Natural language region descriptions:

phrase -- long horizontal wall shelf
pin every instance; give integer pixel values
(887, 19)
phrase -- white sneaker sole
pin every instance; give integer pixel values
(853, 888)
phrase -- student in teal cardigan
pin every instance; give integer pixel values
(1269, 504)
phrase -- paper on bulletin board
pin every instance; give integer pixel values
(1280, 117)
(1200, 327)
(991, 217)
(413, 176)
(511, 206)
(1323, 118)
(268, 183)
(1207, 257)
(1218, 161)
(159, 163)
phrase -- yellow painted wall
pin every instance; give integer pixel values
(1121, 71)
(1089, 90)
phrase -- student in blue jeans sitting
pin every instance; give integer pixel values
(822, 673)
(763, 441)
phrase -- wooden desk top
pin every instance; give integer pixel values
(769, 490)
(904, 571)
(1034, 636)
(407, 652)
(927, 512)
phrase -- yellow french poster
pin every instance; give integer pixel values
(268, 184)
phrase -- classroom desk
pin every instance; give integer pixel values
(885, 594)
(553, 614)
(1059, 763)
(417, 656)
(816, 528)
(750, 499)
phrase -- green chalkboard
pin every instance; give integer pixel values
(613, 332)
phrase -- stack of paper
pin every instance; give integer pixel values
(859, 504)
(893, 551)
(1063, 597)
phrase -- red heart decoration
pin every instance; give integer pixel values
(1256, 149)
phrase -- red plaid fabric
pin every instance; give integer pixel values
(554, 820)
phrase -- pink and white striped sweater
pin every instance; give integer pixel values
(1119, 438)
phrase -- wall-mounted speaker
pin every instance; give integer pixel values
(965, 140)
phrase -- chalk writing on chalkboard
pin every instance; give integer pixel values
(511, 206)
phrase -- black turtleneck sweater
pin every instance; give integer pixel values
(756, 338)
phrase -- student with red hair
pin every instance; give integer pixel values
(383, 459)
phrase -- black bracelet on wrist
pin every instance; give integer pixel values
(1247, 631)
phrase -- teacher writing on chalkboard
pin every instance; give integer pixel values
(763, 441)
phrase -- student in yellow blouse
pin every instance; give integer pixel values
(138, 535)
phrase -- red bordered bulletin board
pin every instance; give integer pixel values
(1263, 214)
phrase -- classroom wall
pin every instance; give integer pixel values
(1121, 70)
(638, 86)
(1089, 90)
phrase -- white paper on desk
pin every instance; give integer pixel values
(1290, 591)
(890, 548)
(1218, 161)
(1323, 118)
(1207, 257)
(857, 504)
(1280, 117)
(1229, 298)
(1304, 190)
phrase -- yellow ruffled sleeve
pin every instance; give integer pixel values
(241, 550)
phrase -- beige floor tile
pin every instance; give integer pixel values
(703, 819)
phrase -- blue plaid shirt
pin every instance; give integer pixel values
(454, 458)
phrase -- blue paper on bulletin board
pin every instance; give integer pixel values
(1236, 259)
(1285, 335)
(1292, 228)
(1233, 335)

- [WHAT IS BEING ASKED]:
All the records above must be transcribed without a single change to any word.

- [RESPONSE BOX]:
phrase -- long horizontal wall shelf
pin every instance; give integer pixel values
(887, 19)
phrase -- white sneaker sole
pin every instance; give integer pixel values
(853, 888)
phrase -- student in teal cardigan
pin every instance; give integer pixel values
(1269, 504)
phrase -- paper on bulletin board
pin every instance; give integer pixel values
(1280, 117)
(1200, 327)
(991, 217)
(413, 176)
(511, 206)
(1323, 118)
(268, 183)
(1207, 257)
(1218, 161)
(159, 163)
phrase -- yellow painted wall
pin every instance; give integer pixel values
(1121, 71)
(1089, 90)
phrase -- student in blue jeans sitting
pin every instance; give integer pixel values
(822, 673)
(763, 441)
phrase -- wooden desk top
pin every instance; give integer pixel values
(769, 490)
(904, 571)
(1034, 636)
(407, 652)
(927, 512)
phrase -- yellow french poster
pin every instance; give integer pixel values
(268, 184)
phrase -- classroom desk
pin every instance; give integer pixel values
(885, 594)
(553, 614)
(1059, 763)
(417, 656)
(816, 528)
(750, 499)
phrase -- green chalkboard
pin every instance; give integer pixel values
(613, 332)
phrase -- stack of paper
pin every instance; give integer pixel values
(859, 504)
(893, 551)
(1063, 597)
phrase -- red heart decoration
pin every instance; give integer pixel values
(1256, 149)
phrase -- red plaid fabric
pin every instance; give integer pixel values
(554, 820)
phrase -- pink and white striped sweater
pin every instance; give integer pixel values
(1119, 438)
phrase -- wall-mounted speaker
pin every instance; give integer pixel values
(965, 140)
phrase -- chalk writing on chalkboard
pin every instance; give integer pixel values
(511, 206)
phrase -- black turtleneck sweater
pin every instance; give integer pixel values
(756, 338)
phrase -- student with red hair
pin every instance; give integer pixel values
(383, 459)
phrase -- black bracelet on wrist
pin every instance; give integer pixel values
(1247, 631)
phrase -- teacher writing on chalkboard
pin every instance; give integer pixel values
(763, 441)
phrase -- student in yellow blouse
pin every instance; give integer pixel values
(138, 535)
phrase -- red bordered bulletin board
pin every instance; give integer pixel values
(1263, 214)
phrase -- classroom wall
pin every instance; give integer pixel values
(1121, 70)
(638, 86)
(1089, 90)
phrase -- white paper on desk
pin every instance; give integer pixel values
(1290, 591)
(890, 548)
(1218, 161)
(1323, 118)
(1207, 257)
(857, 504)
(1280, 117)
(1229, 298)
(1304, 190)
phrase -- yellow ruffled sleeve
pin every instance; give integer pixel values
(241, 550)
phrase -- beige floor tile
pin every instance; give integer pixel values
(703, 819)
phrase -- blue plaid shirt
pin every instance; give integer pixel values
(454, 458)
phrase -- blue paper on bulletin board
pin every instance; give integer pixel values
(1236, 259)
(1285, 335)
(1292, 228)
(1233, 335)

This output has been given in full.